[Dataset items]
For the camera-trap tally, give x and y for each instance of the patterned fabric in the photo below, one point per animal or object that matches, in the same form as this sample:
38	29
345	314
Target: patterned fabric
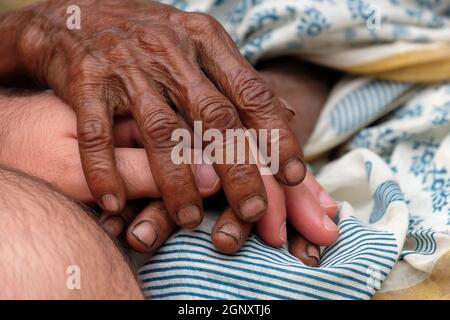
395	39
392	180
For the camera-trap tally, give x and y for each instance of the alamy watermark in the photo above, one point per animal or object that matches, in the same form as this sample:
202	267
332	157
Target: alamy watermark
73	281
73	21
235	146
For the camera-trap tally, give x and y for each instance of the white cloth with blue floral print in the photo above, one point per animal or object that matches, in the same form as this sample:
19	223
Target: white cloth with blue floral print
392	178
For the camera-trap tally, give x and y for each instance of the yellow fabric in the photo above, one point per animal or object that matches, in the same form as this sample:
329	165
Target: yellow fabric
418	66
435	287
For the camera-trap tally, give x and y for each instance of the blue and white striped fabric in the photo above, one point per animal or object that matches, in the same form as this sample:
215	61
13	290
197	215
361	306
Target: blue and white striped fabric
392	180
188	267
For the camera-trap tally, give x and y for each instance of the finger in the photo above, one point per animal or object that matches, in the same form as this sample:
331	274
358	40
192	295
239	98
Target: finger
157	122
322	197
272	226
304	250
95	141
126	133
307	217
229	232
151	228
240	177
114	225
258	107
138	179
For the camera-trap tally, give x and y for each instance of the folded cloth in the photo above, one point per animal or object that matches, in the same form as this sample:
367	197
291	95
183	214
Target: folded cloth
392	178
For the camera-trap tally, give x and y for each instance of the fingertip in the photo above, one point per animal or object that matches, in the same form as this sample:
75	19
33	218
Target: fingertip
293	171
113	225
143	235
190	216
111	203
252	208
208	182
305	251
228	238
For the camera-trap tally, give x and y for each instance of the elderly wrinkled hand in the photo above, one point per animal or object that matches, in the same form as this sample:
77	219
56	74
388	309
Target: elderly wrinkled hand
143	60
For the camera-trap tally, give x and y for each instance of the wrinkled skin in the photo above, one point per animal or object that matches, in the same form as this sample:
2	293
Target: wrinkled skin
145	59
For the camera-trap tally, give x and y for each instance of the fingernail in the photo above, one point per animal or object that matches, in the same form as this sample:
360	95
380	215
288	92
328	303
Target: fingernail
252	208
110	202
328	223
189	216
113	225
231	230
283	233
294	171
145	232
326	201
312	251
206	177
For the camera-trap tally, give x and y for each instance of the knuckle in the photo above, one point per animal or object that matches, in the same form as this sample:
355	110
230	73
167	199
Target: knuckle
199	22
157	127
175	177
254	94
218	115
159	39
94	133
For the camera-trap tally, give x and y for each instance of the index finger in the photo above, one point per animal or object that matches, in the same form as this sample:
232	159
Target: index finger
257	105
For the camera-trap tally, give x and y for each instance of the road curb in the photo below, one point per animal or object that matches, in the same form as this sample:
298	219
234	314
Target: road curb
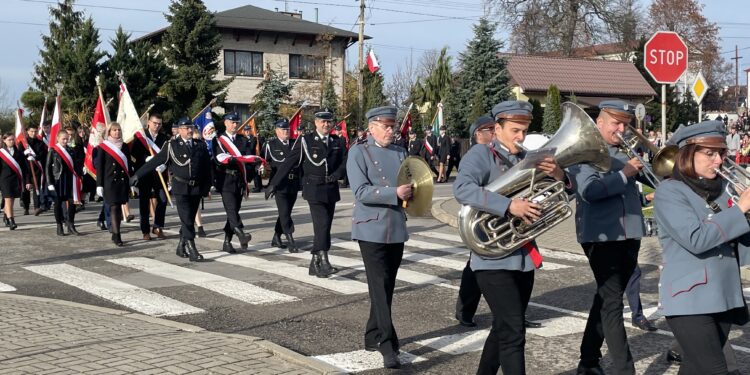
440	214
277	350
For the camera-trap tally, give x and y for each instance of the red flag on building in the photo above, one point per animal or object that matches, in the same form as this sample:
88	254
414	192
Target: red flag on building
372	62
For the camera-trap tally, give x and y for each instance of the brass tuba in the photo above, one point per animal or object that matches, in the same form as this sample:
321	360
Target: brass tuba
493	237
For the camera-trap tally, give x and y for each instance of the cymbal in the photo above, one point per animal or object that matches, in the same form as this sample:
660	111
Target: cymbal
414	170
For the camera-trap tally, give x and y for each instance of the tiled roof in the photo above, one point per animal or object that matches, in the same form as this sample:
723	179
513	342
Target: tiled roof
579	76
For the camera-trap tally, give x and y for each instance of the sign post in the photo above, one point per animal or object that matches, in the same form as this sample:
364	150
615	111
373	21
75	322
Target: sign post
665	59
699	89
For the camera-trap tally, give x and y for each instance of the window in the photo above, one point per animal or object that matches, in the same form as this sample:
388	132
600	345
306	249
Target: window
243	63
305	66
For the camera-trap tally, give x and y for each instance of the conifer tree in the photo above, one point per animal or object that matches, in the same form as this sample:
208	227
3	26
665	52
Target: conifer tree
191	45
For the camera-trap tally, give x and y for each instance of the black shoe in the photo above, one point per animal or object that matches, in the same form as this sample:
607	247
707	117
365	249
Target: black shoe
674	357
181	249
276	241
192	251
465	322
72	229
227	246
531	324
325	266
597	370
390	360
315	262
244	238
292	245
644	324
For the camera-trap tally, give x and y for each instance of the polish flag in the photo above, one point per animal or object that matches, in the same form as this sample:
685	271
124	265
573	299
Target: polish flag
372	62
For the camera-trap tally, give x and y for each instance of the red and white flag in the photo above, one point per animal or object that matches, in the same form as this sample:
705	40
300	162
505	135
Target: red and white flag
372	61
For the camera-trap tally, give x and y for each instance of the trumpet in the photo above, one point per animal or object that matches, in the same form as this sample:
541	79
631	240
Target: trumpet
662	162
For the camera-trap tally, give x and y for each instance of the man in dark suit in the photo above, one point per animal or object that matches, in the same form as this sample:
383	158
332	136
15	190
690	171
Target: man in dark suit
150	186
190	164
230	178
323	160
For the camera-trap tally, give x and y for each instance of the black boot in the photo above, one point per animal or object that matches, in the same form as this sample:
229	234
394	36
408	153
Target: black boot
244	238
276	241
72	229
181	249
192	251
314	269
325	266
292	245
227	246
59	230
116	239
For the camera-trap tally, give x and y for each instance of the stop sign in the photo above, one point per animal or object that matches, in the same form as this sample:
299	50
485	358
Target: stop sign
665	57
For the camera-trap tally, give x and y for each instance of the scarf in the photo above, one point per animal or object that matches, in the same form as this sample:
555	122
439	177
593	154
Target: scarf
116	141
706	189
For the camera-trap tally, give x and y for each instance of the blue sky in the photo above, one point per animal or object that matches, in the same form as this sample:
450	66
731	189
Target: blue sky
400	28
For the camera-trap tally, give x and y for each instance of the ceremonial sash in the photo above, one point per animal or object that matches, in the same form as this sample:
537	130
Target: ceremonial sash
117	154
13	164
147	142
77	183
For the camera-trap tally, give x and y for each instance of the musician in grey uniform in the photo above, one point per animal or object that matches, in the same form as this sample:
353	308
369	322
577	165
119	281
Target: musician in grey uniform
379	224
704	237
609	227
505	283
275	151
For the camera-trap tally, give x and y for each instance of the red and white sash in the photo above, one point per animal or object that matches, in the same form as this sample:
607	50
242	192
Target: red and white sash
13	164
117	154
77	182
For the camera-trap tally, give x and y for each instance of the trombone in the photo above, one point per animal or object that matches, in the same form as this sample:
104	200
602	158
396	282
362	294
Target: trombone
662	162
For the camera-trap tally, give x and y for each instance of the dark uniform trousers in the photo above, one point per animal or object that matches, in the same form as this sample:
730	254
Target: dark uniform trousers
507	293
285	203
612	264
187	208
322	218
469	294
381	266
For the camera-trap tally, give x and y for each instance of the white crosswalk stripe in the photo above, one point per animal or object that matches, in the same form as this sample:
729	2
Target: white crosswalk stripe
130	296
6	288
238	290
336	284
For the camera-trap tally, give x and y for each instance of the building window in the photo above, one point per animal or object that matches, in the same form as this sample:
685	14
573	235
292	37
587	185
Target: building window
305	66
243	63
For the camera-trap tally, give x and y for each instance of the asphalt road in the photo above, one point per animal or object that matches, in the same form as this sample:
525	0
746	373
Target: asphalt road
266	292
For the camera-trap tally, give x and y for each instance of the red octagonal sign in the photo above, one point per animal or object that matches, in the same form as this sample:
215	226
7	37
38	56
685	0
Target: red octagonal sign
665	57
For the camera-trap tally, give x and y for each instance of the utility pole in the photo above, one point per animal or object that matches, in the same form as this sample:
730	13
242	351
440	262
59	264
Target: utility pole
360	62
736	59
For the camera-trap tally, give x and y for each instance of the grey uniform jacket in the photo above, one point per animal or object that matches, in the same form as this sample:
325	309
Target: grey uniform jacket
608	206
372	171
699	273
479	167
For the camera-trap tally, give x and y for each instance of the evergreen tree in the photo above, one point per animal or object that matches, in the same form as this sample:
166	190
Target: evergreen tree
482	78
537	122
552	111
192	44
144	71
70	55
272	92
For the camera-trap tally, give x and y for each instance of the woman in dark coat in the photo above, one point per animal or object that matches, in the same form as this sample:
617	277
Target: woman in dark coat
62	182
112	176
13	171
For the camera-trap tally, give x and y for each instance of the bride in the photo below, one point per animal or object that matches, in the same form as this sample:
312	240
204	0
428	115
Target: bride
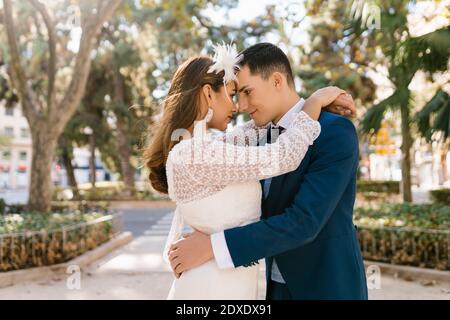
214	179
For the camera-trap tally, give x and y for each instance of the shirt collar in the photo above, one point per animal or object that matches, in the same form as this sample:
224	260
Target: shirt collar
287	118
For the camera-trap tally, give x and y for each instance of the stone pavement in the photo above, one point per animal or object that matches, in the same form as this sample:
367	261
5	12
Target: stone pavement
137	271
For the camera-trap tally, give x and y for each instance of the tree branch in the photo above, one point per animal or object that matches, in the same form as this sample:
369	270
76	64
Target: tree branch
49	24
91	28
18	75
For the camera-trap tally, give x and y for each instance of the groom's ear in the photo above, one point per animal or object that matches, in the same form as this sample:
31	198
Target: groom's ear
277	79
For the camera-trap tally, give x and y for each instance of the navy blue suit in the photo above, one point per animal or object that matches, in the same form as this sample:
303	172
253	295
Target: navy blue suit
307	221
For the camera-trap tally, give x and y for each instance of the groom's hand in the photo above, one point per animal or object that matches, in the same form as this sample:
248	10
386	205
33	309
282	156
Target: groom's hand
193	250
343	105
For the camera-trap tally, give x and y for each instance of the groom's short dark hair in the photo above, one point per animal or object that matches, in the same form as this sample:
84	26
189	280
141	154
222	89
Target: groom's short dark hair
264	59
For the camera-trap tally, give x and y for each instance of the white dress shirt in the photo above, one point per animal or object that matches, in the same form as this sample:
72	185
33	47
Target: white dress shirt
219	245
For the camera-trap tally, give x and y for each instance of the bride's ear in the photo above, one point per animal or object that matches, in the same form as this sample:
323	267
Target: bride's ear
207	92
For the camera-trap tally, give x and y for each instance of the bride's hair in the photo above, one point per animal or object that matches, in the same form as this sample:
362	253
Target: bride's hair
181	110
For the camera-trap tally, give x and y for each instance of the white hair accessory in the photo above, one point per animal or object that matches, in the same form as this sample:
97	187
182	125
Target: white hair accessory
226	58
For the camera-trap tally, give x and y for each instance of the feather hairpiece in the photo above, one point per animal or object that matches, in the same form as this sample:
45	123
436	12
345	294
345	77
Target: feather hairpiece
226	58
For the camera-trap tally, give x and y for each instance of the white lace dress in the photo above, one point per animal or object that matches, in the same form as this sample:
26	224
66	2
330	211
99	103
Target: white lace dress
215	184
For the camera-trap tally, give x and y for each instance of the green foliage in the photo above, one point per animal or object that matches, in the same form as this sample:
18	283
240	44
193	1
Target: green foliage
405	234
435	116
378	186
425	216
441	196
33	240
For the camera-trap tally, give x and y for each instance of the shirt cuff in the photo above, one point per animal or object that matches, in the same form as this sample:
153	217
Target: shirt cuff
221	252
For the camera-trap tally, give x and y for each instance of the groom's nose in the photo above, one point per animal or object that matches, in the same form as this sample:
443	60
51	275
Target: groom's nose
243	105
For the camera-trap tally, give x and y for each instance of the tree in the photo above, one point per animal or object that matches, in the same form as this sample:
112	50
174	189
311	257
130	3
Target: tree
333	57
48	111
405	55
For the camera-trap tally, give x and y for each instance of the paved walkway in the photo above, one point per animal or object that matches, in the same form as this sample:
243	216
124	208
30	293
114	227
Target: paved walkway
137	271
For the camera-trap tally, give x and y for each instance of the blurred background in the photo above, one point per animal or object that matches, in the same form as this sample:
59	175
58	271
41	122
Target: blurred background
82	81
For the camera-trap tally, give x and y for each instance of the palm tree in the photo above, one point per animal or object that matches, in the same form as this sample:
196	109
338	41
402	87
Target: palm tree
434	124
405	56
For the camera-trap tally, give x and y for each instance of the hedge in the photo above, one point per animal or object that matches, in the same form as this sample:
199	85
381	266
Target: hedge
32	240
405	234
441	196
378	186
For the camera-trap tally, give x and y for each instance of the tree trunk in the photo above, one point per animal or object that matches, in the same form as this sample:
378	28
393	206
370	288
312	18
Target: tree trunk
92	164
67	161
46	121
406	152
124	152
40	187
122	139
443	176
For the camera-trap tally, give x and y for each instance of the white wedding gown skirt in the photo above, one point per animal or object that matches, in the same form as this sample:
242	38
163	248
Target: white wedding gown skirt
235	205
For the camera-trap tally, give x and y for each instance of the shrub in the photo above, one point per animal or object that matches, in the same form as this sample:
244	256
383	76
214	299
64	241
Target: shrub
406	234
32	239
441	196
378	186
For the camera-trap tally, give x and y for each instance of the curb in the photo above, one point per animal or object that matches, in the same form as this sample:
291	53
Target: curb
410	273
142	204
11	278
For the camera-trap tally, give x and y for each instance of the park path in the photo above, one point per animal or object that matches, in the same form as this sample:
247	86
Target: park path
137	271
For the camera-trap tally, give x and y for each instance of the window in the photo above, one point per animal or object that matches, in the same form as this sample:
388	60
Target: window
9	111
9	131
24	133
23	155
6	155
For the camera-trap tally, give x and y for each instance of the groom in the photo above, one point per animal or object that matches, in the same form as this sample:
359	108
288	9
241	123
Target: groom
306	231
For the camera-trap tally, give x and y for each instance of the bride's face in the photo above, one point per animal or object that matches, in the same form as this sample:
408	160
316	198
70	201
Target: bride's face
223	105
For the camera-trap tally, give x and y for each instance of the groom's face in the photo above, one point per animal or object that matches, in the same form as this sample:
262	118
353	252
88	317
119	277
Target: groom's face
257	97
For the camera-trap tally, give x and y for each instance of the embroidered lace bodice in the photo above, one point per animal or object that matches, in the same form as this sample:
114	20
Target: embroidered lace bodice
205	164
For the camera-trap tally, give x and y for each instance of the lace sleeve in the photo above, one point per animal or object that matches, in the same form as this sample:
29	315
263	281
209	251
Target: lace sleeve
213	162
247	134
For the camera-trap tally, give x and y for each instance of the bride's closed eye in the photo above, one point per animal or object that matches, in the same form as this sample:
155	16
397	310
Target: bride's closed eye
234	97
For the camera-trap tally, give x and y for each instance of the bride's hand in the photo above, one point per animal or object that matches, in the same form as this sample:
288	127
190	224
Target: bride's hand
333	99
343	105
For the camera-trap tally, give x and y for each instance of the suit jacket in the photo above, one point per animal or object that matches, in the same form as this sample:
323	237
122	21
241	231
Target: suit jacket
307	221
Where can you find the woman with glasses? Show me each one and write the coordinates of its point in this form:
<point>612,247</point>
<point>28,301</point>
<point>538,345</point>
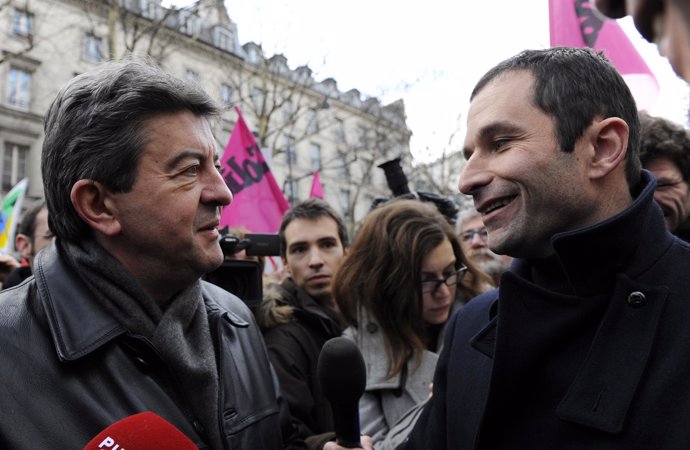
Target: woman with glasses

* **Task instructions**
Quote exactly, and only, the lines from the one containing "of the suit" through the last line of the records above, both included; leave out any pictures.

* **Completed task**
For the camera-trap tally, give x and y for each instance of the suit jacket in the photo above, one point per animal or object that matches, in the same form as this sample:
323	237
122	21
241	231
Target: suit jacket
307	221
Where can you find the woman with glasses? Show me each one and write the coordinates of its point in this form:
<point>612,247</point>
<point>28,301</point>
<point>538,345</point>
Target: woman with glasses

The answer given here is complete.